Aufgabe:
Gib die folgenden Einträge erneut wieder und ersetze dabei „benchmark“ überall durch „evaluation“. Alles andere bleibt unverändert.

Aufgabenmaterial:
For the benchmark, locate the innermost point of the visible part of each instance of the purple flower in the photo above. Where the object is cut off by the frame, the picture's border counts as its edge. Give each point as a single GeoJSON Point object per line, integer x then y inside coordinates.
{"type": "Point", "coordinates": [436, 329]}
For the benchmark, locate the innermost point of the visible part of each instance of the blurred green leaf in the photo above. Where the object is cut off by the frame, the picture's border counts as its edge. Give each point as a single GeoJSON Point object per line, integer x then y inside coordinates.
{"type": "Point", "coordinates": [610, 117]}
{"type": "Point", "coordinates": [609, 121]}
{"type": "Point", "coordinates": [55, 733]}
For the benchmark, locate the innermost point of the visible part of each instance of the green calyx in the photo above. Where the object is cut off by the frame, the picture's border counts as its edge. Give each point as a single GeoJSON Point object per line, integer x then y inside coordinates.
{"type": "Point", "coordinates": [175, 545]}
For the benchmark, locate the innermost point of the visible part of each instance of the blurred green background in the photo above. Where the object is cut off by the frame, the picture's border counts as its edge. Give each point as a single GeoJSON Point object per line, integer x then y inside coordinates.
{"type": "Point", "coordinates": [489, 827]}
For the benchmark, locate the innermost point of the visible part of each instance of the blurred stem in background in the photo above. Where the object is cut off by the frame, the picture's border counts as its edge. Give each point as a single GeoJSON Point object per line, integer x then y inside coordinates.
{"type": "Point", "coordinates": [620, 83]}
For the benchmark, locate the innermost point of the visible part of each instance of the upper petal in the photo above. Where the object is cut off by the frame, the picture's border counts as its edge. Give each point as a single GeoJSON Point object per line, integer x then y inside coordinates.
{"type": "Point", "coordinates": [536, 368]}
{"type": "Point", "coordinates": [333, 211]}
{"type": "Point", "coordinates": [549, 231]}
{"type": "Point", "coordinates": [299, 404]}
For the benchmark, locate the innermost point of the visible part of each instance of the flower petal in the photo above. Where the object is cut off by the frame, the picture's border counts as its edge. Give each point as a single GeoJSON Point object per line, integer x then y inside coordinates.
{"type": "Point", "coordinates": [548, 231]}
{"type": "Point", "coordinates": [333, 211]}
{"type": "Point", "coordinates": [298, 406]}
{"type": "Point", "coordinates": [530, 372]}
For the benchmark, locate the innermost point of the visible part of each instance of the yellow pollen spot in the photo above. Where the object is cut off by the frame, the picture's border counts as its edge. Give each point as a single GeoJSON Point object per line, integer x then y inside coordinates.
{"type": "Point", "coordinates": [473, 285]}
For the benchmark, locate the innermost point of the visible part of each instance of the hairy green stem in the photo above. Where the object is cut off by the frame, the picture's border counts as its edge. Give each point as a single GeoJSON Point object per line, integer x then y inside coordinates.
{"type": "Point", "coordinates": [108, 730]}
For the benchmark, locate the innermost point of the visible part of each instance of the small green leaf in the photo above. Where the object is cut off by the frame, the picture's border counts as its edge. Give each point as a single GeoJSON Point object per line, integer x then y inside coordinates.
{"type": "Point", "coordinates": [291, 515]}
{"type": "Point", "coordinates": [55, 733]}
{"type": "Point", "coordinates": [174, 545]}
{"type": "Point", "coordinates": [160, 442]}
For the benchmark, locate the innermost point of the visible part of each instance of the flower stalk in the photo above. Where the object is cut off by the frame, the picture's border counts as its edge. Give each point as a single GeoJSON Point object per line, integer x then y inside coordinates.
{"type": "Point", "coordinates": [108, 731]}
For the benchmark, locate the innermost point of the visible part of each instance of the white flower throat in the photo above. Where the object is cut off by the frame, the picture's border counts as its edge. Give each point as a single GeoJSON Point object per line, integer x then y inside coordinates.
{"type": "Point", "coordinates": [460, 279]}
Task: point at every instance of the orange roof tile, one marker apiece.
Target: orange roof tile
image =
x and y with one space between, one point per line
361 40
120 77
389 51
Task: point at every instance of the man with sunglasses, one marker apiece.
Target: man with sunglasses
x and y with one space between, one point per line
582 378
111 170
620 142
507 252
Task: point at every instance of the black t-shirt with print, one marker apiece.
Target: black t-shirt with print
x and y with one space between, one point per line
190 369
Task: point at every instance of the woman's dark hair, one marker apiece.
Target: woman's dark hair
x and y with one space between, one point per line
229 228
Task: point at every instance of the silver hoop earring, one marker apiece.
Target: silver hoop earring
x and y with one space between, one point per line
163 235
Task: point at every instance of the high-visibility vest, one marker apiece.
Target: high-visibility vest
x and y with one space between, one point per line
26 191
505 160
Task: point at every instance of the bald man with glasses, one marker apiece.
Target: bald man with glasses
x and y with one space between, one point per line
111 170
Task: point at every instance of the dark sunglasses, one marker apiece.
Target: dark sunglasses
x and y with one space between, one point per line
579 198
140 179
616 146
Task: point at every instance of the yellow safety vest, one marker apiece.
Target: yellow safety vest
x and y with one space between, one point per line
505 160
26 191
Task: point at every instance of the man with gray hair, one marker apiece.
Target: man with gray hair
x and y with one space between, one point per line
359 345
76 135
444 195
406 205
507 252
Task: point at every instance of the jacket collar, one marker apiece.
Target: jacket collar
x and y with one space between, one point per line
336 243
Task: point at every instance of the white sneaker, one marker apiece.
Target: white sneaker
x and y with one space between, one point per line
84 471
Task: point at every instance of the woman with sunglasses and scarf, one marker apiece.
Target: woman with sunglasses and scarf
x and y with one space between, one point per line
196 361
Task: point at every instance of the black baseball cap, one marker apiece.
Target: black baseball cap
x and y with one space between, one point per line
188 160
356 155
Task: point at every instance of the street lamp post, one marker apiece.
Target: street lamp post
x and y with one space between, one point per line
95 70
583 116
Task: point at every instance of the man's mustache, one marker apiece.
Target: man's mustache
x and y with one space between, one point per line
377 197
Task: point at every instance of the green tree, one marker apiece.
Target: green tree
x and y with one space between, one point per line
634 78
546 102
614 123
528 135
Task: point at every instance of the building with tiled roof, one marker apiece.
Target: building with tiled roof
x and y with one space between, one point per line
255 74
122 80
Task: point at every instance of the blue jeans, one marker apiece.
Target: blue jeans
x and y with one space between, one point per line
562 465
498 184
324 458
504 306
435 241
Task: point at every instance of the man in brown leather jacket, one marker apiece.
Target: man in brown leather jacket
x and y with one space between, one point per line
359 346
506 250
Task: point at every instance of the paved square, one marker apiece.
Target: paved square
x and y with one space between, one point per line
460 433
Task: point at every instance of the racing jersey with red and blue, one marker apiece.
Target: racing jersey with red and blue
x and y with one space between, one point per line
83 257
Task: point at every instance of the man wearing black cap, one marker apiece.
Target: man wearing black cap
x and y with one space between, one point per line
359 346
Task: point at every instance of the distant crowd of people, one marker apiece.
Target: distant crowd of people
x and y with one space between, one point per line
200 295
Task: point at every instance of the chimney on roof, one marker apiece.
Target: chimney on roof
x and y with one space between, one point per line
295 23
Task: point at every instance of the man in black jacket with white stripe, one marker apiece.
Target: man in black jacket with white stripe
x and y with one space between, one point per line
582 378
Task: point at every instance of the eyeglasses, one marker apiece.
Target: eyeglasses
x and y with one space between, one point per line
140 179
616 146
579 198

Antwort:
For the evaluation, locate the innermost point of the visible part of each instance of the purple flower in the photo above. Where the object is cut off by the frame, the picture's border counts as its edge. Give each point as a single GeoJSON Point object per line, integer x then y inside coordinates.
{"type": "Point", "coordinates": [436, 329]}
For the evaluation, locate the innermost point of the visible part of each instance of the blurred green leaf in the photo above. Where the object is cut off by the frame, the picture's border counts as its edge. Give each point as a single GeoJSON Point object per line, integer x then y inside coordinates.
{"type": "Point", "coordinates": [610, 117]}
{"type": "Point", "coordinates": [609, 121]}
{"type": "Point", "coordinates": [55, 733]}
For the evaluation, locate the innermost point of the visible part of each instance of the green calyx in the photo above. Where the object is cut off by the frame, the picture's border counts as its edge. Give each point as a single GeoJSON Point object per line, integer x then y inside coordinates.
{"type": "Point", "coordinates": [175, 545]}
For the evaluation, locate the innermost point of the visible part of each instance of the blurred green background in the photo above. Where the object is cut off by the frame, the picture's border counts as its edge. Give each point as a single GeoJSON Point object per line, integer x then y inside coordinates.
{"type": "Point", "coordinates": [489, 827]}
For the evaluation, locate the innermost point of the visible part of each instance of the blurred stem in background in the photo above. Where the object is cut off by the frame, the picture's border counts as its edge. Give each point as a single GeoJSON Point object per line, integer x then y inside coordinates.
{"type": "Point", "coordinates": [620, 83]}
For the evaluation, locate the innermost point of the visible part of each instance of the upper petal in the photo above. Where the object is cut off by the frame, the picture's border counts as its edge. Give each point as a single GeoJSON Point object per line, integer x then y inside coordinates.
{"type": "Point", "coordinates": [536, 368]}
{"type": "Point", "coordinates": [333, 211]}
{"type": "Point", "coordinates": [549, 231]}
{"type": "Point", "coordinates": [299, 404]}
For the evaluation, locate the innermost point of the visible part of each instance of the flower petal in the photo above. Where the object is cut off by the frame, the picture's border counts as its edge. Give each point as a single GeoJSON Point object per line, integer x then y inside coordinates.
{"type": "Point", "coordinates": [548, 231]}
{"type": "Point", "coordinates": [333, 211]}
{"type": "Point", "coordinates": [298, 406]}
{"type": "Point", "coordinates": [530, 372]}
For the evaluation, locate the innermost point of the visible part of each instance of the yellow pollen spot in the photo above. Where the object is cut off by the frame, the picture's border counts as its edge. Give each point as a single GeoJSON Point object per line, integer x then y inside coordinates.
{"type": "Point", "coordinates": [473, 285]}
For the evaluation, locate the innermost point of the visible part of each instance of the hairy green stem in the photo above. Where the object is cut off by the frame, the picture's border counts as its edge. Give each point as a single GeoJSON Point object per line, integer x then y inside coordinates.
{"type": "Point", "coordinates": [108, 730]}
For the evaluation, locate the innermost point of the visible part of each instance of the small green leaf in the photo above. Where the object is cut off by the frame, the picture's border counts as its edge. Give each point as a single GeoJSON Point object per line, integer x then y inside coordinates.
{"type": "Point", "coordinates": [291, 515]}
{"type": "Point", "coordinates": [55, 733]}
{"type": "Point", "coordinates": [174, 545]}
{"type": "Point", "coordinates": [160, 442]}
For the evaluation, locate the innermost point of the visible part of each instance of the flower stalk in the photo above. Where the object is cut off by the frame, the picture's border counts as its edge. Give each point as a single GeoJSON Point object per line, integer x then y inside coordinates.
{"type": "Point", "coordinates": [108, 731]}
For the evaluation, locate the innermost point of the visible part of each instance of the white flower throat in the photo above. Where the object is cut off by the frame, the picture's border counts as its edge. Give each point as a single GeoJSON Point object per line, integer x then y inside coordinates.
{"type": "Point", "coordinates": [460, 279]}
Task: point at every instance of the orange roof tile, one marker apiece.
Target: orange roof tile
image =
x and y with one space between, one point per line
361 40
120 77
389 51
Task: point at every instance of the man with sunglasses, one marker apiece.
Target: man with sunglasses
x and y with one space between, one point per line
582 378
111 170
620 142
507 252
Task: point at every instance of the black t-shirt with print, one marker apiece.
Target: black t-shirt with print
x and y with one space between, one point per line
190 369
Task: point at every instance of the woman's dark hair, one marker apiece.
Target: woman's dark hair
x and y with one space between, one point per line
229 228
Task: point at every instance of the silver hoop earring, one marker apiece.
Target: silver hoop earring
x and y with one space between, one point per line
163 235
Task: point at every instance of the high-visibility vest, one marker apiece.
Target: high-visibility vest
x and y with one space between, one point per line
26 191
505 160
Task: point at every instance of the bald man with glasses, one marker apiece.
Target: bald man with glasses
x and y with one space between, one point per line
111 170
Task: point at every instance of the dark sunglasses, one marker apiece.
Target: dark sunglasses
x and y with one space between, one point per line
579 198
140 179
616 146
Task: point at every instance of the yellow safety vest, one marker apiece.
Target: yellow safety vest
x and y with one space between, one point per line
505 160
26 191
Task: point at every instance of the man with gray hair, one marker apiece.
Target: man with gray hair
x and y with one space between, one point per line
359 345
76 135
444 195
406 205
507 252
Task: point at every instance of the jacket collar, one marker apiece.
Target: jacket collar
x and y with one space between, one point per line
336 243
Task: point at every instance of the white sneaker, one marker apiece.
Target: white sneaker
x and y with one space between, one point per line
84 471
Task: point at every instance of the woman with sunglasses and scarf, one marker apiece.
Target: woman with sunglasses and scarf
x and y with one space between, one point per line
196 361
Task: point at every instance of the black baseball cap, one marker apiece.
Target: black baseball cap
x and y with one space between, one point per line
188 160
356 155
Task: point at every instance of the street lamp post, one marker apiece.
Target: street lamp post
x and y with one space between, one point per line
95 70
583 116
Task: point at every instance of the man's mustache, one marker apiece.
Target: man's mustache
x and y with one space between, one point per line
377 197
Task: point at every instance of the green tree, one marker apiece.
Target: green tree
x and y with one space between, one point per line
634 78
546 102
614 123
528 135
Task: point at every instance of the building with tiled roof, one marker apiece.
Target: building with tiled roof
x and y with one space between, one point per line
255 74
122 80
Task: point at every instance of the blue jeans, one marker apiece.
Target: blue jeans
x and y with one space between, one point per line
562 465
498 184
324 458
504 306
435 241
Task: point at every instance of the man in brown leather jacket, one marker apiece.
Target: man in brown leather jacket
x and y with one space between, one point per line
359 346
506 250
Task: point at every instance of the paved square, one marker apiece.
Target: paved square
x and y with one space between, one point per line
460 433
Task: point at every instance of the racing jersey with red and blue, one marker apiece.
Target: racing jersey with red and blue
x and y with one space between, one point per line
83 257
Task: point at every instance of the man wearing black cap, one marker apiece.
Target: man wearing black cap
x and y with one space between, one point per line
359 346
Task: point at every instance of the distant crowd of people, one marker apiece.
Target: distant crowd of people
x and y with one space between, one point per line
200 295
Task: point at every instance of the chimney on roof, one marker apiece.
Target: chimney on roof
x and y with one space between, one point per line
295 23
Task: point at every instance of the man in black jacket with white stripe, one marker apiece.
Target: man in black jacket with white stripe
x and y with one space between, one point per line
582 378
Task: point at every instance of the eyeglasses, one marker apiece.
Target: eyeglasses
x and y with one space between, one point per line
140 179
616 146
579 198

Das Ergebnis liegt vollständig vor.